• Exercise objective:
In the entries that follow, the line with "point: the cloudy" opens the range and the line with "point: the dark green" closes it; repeat that range exactly, both lines included.

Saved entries

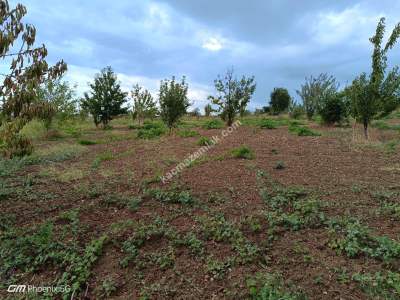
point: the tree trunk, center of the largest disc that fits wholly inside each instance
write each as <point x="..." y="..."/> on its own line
<point x="366" y="129"/>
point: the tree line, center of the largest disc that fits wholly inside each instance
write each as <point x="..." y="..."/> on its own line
<point x="33" y="89"/>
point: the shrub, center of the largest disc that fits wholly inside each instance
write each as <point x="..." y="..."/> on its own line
<point x="173" y="101"/>
<point x="280" y="100"/>
<point x="213" y="124"/>
<point x="188" y="133"/>
<point x="243" y="152"/>
<point x="106" y="98"/>
<point x="333" y="110"/>
<point x="268" y="124"/>
<point x="302" y="130"/>
<point x="233" y="95"/>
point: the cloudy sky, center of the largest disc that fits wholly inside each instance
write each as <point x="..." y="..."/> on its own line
<point x="280" y="42"/>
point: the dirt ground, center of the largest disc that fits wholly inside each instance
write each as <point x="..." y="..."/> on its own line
<point x="233" y="242"/>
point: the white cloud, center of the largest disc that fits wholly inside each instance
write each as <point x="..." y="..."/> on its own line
<point x="352" y="25"/>
<point x="81" y="76"/>
<point x="212" y="44"/>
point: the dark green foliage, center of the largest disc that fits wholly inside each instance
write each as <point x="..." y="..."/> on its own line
<point x="208" y="110"/>
<point x="296" y="111"/>
<point x="355" y="239"/>
<point x="213" y="124"/>
<point x="25" y="70"/>
<point x="268" y="124"/>
<point x="173" y="101"/>
<point x="381" y="285"/>
<point x="86" y="142"/>
<point x="333" y="109"/>
<point x="106" y="98"/>
<point x="151" y="130"/>
<point x="172" y="196"/>
<point x="188" y="133"/>
<point x="233" y="95"/>
<point x="143" y="104"/>
<point x="376" y="95"/>
<point x="269" y="287"/>
<point x="243" y="152"/>
<point x="62" y="96"/>
<point x="280" y="100"/>
<point x="302" y="130"/>
<point x="315" y="91"/>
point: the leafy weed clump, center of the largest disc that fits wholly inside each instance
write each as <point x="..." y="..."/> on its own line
<point x="302" y="130"/>
<point x="187" y="133"/>
<point x="243" y="152"/>
<point x="213" y="124"/>
<point x="151" y="130"/>
<point x="268" y="124"/>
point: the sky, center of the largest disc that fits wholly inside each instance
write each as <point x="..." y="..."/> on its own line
<point x="280" y="42"/>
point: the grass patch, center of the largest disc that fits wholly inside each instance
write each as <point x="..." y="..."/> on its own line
<point x="214" y="124"/>
<point x="243" y="152"/>
<point x="302" y="130"/>
<point x="205" y="141"/>
<point x="268" y="124"/>
<point x="187" y="133"/>
<point x="151" y="130"/>
<point x="86" y="142"/>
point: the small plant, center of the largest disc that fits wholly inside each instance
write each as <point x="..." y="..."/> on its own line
<point x="267" y="124"/>
<point x="269" y="287"/>
<point x="172" y="196"/>
<point x="280" y="165"/>
<point x="213" y="124"/>
<point x="108" y="287"/>
<point x="134" y="203"/>
<point x="86" y="142"/>
<point x="187" y="133"/>
<point x="243" y="152"/>
<point x="205" y="141"/>
<point x="151" y="130"/>
<point x="302" y="130"/>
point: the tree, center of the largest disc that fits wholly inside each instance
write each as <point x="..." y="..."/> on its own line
<point x="378" y="94"/>
<point x="280" y="100"/>
<point x="333" y="110"/>
<point x="143" y="104"/>
<point x="315" y="91"/>
<point x="208" y="110"/>
<point x="106" y="98"/>
<point x="195" y="113"/>
<point x="28" y="69"/>
<point x="173" y="101"/>
<point x="61" y="96"/>
<point x="233" y="95"/>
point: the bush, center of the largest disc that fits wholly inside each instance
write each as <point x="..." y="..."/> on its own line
<point x="214" y="124"/>
<point x="302" y="130"/>
<point x="268" y="124"/>
<point x="280" y="100"/>
<point x="243" y="152"/>
<point x="333" y="109"/>
<point x="297" y="111"/>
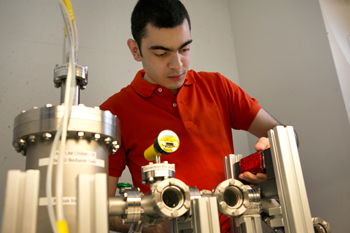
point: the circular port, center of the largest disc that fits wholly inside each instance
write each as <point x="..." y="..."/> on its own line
<point x="173" y="197"/>
<point x="233" y="197"/>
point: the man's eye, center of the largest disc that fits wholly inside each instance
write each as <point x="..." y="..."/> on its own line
<point x="160" y="54"/>
<point x="185" y="50"/>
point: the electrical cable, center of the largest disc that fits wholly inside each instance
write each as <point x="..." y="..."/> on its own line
<point x="60" y="225"/>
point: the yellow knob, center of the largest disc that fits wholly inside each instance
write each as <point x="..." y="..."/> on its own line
<point x="165" y="143"/>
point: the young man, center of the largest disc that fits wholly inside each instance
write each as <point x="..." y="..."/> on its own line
<point x="201" y="108"/>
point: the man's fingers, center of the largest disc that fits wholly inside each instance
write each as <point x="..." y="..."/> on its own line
<point x="262" y="144"/>
<point x="253" y="179"/>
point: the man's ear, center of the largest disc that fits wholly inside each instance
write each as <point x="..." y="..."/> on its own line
<point x="134" y="49"/>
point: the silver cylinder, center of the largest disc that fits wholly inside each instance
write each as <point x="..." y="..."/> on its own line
<point x="235" y="199"/>
<point x="92" y="134"/>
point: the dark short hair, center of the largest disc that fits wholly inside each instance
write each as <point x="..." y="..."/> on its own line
<point x="159" y="13"/>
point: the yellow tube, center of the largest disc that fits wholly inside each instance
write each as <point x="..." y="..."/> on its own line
<point x="69" y="8"/>
<point x="150" y="152"/>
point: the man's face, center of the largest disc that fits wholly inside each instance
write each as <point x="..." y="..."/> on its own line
<point x="166" y="54"/>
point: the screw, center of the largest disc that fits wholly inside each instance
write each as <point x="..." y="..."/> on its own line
<point x="108" y="140"/>
<point x="97" y="136"/>
<point x="47" y="136"/>
<point x="31" y="138"/>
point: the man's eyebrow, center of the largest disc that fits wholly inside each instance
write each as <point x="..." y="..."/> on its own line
<point x="156" y="47"/>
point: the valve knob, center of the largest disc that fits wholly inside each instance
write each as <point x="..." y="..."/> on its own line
<point x="165" y="143"/>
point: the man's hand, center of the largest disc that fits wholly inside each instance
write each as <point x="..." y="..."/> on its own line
<point x="262" y="144"/>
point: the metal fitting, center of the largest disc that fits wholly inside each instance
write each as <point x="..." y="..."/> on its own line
<point x="61" y="71"/>
<point x="158" y="171"/>
<point x="321" y="226"/>
<point x="133" y="209"/>
<point x="234" y="198"/>
<point x="171" y="198"/>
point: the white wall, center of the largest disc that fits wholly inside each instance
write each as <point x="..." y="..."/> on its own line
<point x="31" y="43"/>
<point x="336" y="15"/>
<point x="284" y="58"/>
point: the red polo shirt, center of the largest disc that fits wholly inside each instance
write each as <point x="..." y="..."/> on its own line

• Exercise result:
point: the cloudy sky, center of the largest disc that fits wholly inside each instance
write each as <point x="..." y="..."/> on its own line
<point x="280" y="42"/>
point: the dirt ground, center of the largest disc that fits wholly inside each instance
write each as <point x="..." y="..."/> on its own line
<point x="233" y="242"/>
point: the white cloud, center of the largest disc that fits wholly inside each instance
write each as <point x="..." y="..."/> on its own line
<point x="352" y="25"/>
<point x="81" y="76"/>
<point x="212" y="44"/>
point: the dark green foliage, center of the largest disc that fits wholly inside each instance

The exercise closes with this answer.